** Opening RECORDS PROVIDED block **
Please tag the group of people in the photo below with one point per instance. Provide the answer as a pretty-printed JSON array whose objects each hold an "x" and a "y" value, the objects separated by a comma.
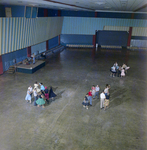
[
  {"x": 41, "y": 94},
  {"x": 93, "y": 93},
  {"x": 119, "y": 71}
]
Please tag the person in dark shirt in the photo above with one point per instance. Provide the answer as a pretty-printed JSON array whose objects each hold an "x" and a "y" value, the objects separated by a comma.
[
  {"x": 52, "y": 95},
  {"x": 85, "y": 102}
]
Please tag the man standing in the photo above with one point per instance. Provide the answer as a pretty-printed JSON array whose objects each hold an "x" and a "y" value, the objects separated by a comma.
[
  {"x": 102, "y": 99},
  {"x": 96, "y": 91},
  {"x": 90, "y": 97}
]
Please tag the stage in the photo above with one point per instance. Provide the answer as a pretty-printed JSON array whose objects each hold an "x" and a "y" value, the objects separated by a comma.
[{"x": 29, "y": 69}]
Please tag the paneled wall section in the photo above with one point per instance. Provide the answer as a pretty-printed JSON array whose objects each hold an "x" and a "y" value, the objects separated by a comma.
[
  {"x": 18, "y": 33},
  {"x": 82, "y": 25}
]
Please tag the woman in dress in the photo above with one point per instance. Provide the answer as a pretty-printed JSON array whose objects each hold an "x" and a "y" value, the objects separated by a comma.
[
  {"x": 123, "y": 73},
  {"x": 40, "y": 101},
  {"x": 52, "y": 95},
  {"x": 85, "y": 102},
  {"x": 93, "y": 90},
  {"x": 46, "y": 93},
  {"x": 36, "y": 85},
  {"x": 28, "y": 96}
]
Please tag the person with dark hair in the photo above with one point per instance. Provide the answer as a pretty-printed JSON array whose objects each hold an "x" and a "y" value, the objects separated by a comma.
[
  {"x": 35, "y": 96},
  {"x": 40, "y": 101},
  {"x": 96, "y": 91},
  {"x": 85, "y": 102},
  {"x": 42, "y": 88},
  {"x": 90, "y": 97},
  {"x": 52, "y": 95},
  {"x": 113, "y": 71},
  {"x": 46, "y": 92}
]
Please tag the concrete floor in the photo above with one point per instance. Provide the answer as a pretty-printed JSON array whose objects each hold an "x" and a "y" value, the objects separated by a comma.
[{"x": 65, "y": 124}]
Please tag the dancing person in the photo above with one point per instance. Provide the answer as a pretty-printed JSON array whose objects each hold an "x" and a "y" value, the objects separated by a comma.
[
  {"x": 52, "y": 95},
  {"x": 106, "y": 91},
  {"x": 113, "y": 71},
  {"x": 96, "y": 91},
  {"x": 36, "y": 85},
  {"x": 93, "y": 90},
  {"x": 46, "y": 91},
  {"x": 90, "y": 97},
  {"x": 106, "y": 104},
  {"x": 31, "y": 90},
  {"x": 35, "y": 96},
  {"x": 119, "y": 71},
  {"x": 42, "y": 88},
  {"x": 28, "y": 96},
  {"x": 102, "y": 99},
  {"x": 125, "y": 67},
  {"x": 40, "y": 101},
  {"x": 116, "y": 65},
  {"x": 33, "y": 58},
  {"x": 85, "y": 102},
  {"x": 123, "y": 72}
]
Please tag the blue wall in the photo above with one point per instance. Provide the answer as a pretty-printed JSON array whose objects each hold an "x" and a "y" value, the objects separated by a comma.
[
  {"x": 87, "y": 26},
  {"x": 7, "y": 59},
  {"x": 53, "y": 42},
  {"x": 76, "y": 39},
  {"x": 2, "y": 11},
  {"x": 77, "y": 13},
  {"x": 52, "y": 12},
  {"x": 17, "y": 11}
]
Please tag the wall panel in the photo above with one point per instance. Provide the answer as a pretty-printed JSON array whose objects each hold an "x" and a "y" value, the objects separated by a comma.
[
  {"x": 18, "y": 33},
  {"x": 82, "y": 25},
  {"x": 53, "y": 42},
  {"x": 0, "y": 34},
  {"x": 116, "y": 28},
  {"x": 41, "y": 47}
]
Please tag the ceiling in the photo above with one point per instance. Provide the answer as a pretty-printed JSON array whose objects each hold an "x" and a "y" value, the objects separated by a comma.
[{"x": 85, "y": 5}]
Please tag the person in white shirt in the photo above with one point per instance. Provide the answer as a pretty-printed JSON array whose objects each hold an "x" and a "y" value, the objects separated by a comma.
[
  {"x": 97, "y": 89},
  {"x": 102, "y": 99}
]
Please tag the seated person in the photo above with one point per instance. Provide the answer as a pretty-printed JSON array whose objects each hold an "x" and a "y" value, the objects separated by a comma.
[{"x": 43, "y": 55}]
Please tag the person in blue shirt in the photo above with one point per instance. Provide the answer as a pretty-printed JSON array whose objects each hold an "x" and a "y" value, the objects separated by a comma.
[{"x": 42, "y": 88}]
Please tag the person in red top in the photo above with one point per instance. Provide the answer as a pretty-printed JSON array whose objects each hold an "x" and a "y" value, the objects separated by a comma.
[{"x": 90, "y": 97}]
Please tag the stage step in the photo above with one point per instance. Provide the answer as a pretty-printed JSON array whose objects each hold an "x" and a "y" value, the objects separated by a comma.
[{"x": 11, "y": 70}]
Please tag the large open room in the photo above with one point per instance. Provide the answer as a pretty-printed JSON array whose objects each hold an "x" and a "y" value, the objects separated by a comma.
[{"x": 72, "y": 48}]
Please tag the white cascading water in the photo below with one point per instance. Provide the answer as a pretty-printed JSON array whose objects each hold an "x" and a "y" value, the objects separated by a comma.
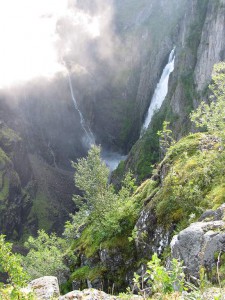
[
  {"x": 112, "y": 159},
  {"x": 89, "y": 138},
  {"x": 160, "y": 91}
]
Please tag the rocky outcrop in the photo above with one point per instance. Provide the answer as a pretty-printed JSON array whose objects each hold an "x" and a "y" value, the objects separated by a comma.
[
  {"x": 212, "y": 46},
  {"x": 151, "y": 237},
  {"x": 200, "y": 244},
  {"x": 47, "y": 288}
]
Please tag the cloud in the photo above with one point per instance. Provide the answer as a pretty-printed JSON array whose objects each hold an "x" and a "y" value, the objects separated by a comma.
[{"x": 36, "y": 36}]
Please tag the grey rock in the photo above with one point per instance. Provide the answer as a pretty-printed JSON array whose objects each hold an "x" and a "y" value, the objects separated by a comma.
[
  {"x": 151, "y": 237},
  {"x": 92, "y": 294},
  {"x": 197, "y": 245}
]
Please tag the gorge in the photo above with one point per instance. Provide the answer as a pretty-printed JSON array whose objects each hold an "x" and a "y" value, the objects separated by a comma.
[{"x": 128, "y": 66}]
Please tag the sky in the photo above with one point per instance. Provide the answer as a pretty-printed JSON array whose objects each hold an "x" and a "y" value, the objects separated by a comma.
[{"x": 30, "y": 39}]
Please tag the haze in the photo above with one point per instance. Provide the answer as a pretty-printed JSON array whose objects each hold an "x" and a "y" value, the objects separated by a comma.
[{"x": 28, "y": 32}]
** Closing RECORDS PROVIDED block **
* **WORK INSTRUCTIONS**: Word for word, return the records shown above without their pictures.

* **ANSWER TO THE EXERCISE**:
Please tag the group of people in the photo below with one point per instance. Provide the answer as a pretty-printed JSON array whose objects each hold an "x" and a "y" value, the objects separated by a comma.
[
  {"x": 41, "y": 94},
  {"x": 93, "y": 93},
  {"x": 119, "y": 71}
]
Please tag the person in dark shirt in the photo above with one point per instance. Provide the answer as a pretty-printed JSON array whose objects each hold an "x" and a "y" value, the objects separated by a comma.
[
  {"x": 52, "y": 95},
  {"x": 85, "y": 102}
]
Please tag the man standing in the photo above with one point per instance. Provide the answer as a pretty-printed JSON array whose objects each hold an "x" and a "y" value, the objects separated by a comma.
[
  {"x": 102, "y": 99},
  {"x": 96, "y": 91},
  {"x": 90, "y": 97}
]
Please tag the stage in the photo above with one point per instance. Provide the answer as a pretty-printed JSON array whose objects each hold an "x" and a "y" value, the objects separated by a comma.
[{"x": 29, "y": 69}]
Please tag the paneled wall section in the photo above with one point per instance. Provide the answer as a pretty-printed JSON array whose objects each hold an "x" and a "y" value, the objects separated by a comma.
[
  {"x": 18, "y": 33},
  {"x": 82, "y": 25}
]
Please tag the woman in dress in the photo above with one point per instance. Provide the answer as a pretty-printed JSON array whose objects each hold an "x" and a "y" value, the objects separated by a comma.
[
  {"x": 123, "y": 73},
  {"x": 40, "y": 101},
  {"x": 52, "y": 95},
  {"x": 85, "y": 102},
  {"x": 93, "y": 90},
  {"x": 46, "y": 93},
  {"x": 36, "y": 85},
  {"x": 28, "y": 96}
]
Please tag the person with dark hair in the photo above with one point per instance. Provide the answer as a pretty-printed JSON array whose objects each hold an "x" and a "y" value, the objects separated by a comma.
[
  {"x": 35, "y": 96},
  {"x": 40, "y": 101},
  {"x": 96, "y": 91},
  {"x": 85, "y": 102},
  {"x": 42, "y": 88},
  {"x": 90, "y": 97},
  {"x": 52, "y": 95},
  {"x": 113, "y": 71},
  {"x": 46, "y": 92}
]
Please tag the concrete floor in the photo above with one point per instance. Provide the answer as a pretty-printed JSON array whose objects each hold an "x" and a "y" value, the objects separated by a comma.
[{"x": 65, "y": 124}]
Please tag the dancing person in the photo above with one point per instance. Provide the answer as a pretty-printed JSON array whose objects each hold an "x" and a "y" value, the objects separated by a comma.
[
  {"x": 52, "y": 95},
  {"x": 106, "y": 91},
  {"x": 113, "y": 71},
  {"x": 96, "y": 91},
  {"x": 36, "y": 85},
  {"x": 93, "y": 90},
  {"x": 46, "y": 91},
  {"x": 90, "y": 97},
  {"x": 106, "y": 104},
  {"x": 31, "y": 90},
  {"x": 35, "y": 96},
  {"x": 119, "y": 71},
  {"x": 42, "y": 88},
  {"x": 28, "y": 96},
  {"x": 102, "y": 99},
  {"x": 125, "y": 67},
  {"x": 40, "y": 101},
  {"x": 116, "y": 65},
  {"x": 33, "y": 58},
  {"x": 85, "y": 102},
  {"x": 123, "y": 72}
]
Please tag the blue wall in the photo above with one point per instance. Provide the answer as a pretty-printed JSON array whose objects each hold an "x" and a "y" value, the objects separated by a comma.
[
  {"x": 87, "y": 26},
  {"x": 7, "y": 59},
  {"x": 53, "y": 42},
  {"x": 76, "y": 39},
  {"x": 2, "y": 11},
  {"x": 77, "y": 13},
  {"x": 52, "y": 12},
  {"x": 17, "y": 11}
]
Please tag the wall panel in the photo above with one point per instance. Provide the answer as a pretty-printed JSON array whose objects each hold an "x" and a "y" value, the objects separated by a comma.
[
  {"x": 18, "y": 33},
  {"x": 82, "y": 25},
  {"x": 53, "y": 42},
  {"x": 0, "y": 34},
  {"x": 116, "y": 28},
  {"x": 41, "y": 47}
]
Please tag the ceiling in the photo above with one point per instance. Provide the answer as a pretty-printed JSON array whose objects each hold an "x" and a "y" value, the objects separated by a comma.
[{"x": 85, "y": 5}]
Please tag the person in white shirt in the photo above with one point per instance. Provide the answer as a pretty-printed JSON array whose objects each hold an "x" and a "y" value, the objects separated by a comma.
[
  {"x": 97, "y": 89},
  {"x": 102, "y": 99}
]
Please tag the seated person in the photo above with one point per instance. Provide the answer as a pretty-printed JSON array whose objects each hold an "x" and a "y" value, the objects separated by a comma.
[{"x": 43, "y": 55}]
Please tag the person in blue shirt in the photo above with one point per instance. Provide the answer as a pretty-printed JSON array whose objects each hold an "x" and a "y" value, the objects separated by a comma.
[{"x": 42, "y": 88}]
Please tag the person in red top in the photo above with one point per instance. Provide the answer as a pretty-printed JSON array whose objects each hold an "x" and a "y" value, the objects separated by a comma.
[{"x": 90, "y": 97}]
Please tag the stage step in the photo above with one point per instance. Provide the answer as a pretty-printed JSON array whose objects each hold an "x" and a "y" value, the objects separated by a comma.
[{"x": 11, "y": 70}]
Please tag the large open room in the photo above with one point per instance. Provide the answer as a pretty-printed JSON array whose objects each hold an "x" and a "y" value, the objects separated by a comma.
[{"x": 72, "y": 48}]
Please tag the white cascading water in the photo below with one point per instance. Provide the answer as a pretty-printed JSON array whose objects each hold an "x" and a "y" value, the objects separated by a comma.
[
  {"x": 112, "y": 159},
  {"x": 89, "y": 138},
  {"x": 160, "y": 91}
]
Please tag the rocky outcrop in the photo above with one point per instance. Provide the answer as a pretty-printed JSON array whose objects each hold an "x" and a "y" value, the objects separated by a comma.
[
  {"x": 212, "y": 46},
  {"x": 151, "y": 237},
  {"x": 200, "y": 244},
  {"x": 47, "y": 288}
]
Please tag the cloud in the photo above with one point per instance. Provide the answer as a pretty-printed JSON array whose objects each hold an "x" and a "y" value, the objects separated by a comma.
[{"x": 36, "y": 36}]
Please tag the grey rock in the photo above with one point per instance. Provide the answer as a pretty-printed JSON array whose objects each hold an "x" and a "y" value, the objects separated by a comma.
[
  {"x": 151, "y": 237},
  {"x": 92, "y": 294},
  {"x": 197, "y": 245}
]
Please tag the gorge in the photo above with one point per instance. Provide the answer as a pretty-printed JSON array whose objects each hold an "x" and a "y" value, the objects separated by a comma.
[{"x": 128, "y": 66}]
Please tag the sky in the photo above with one point per instance. Provide the answer as a pretty-printed JSON array whose objects each hold an "x" and a "y" value, the objects separated by a comma.
[{"x": 30, "y": 39}]
Please tag the haze in the photo above with one point per instance. Provide the answer as a pretty-printed JSON array whose objects each hold an "x" and a "y" value, the objects separated by a comma.
[{"x": 28, "y": 32}]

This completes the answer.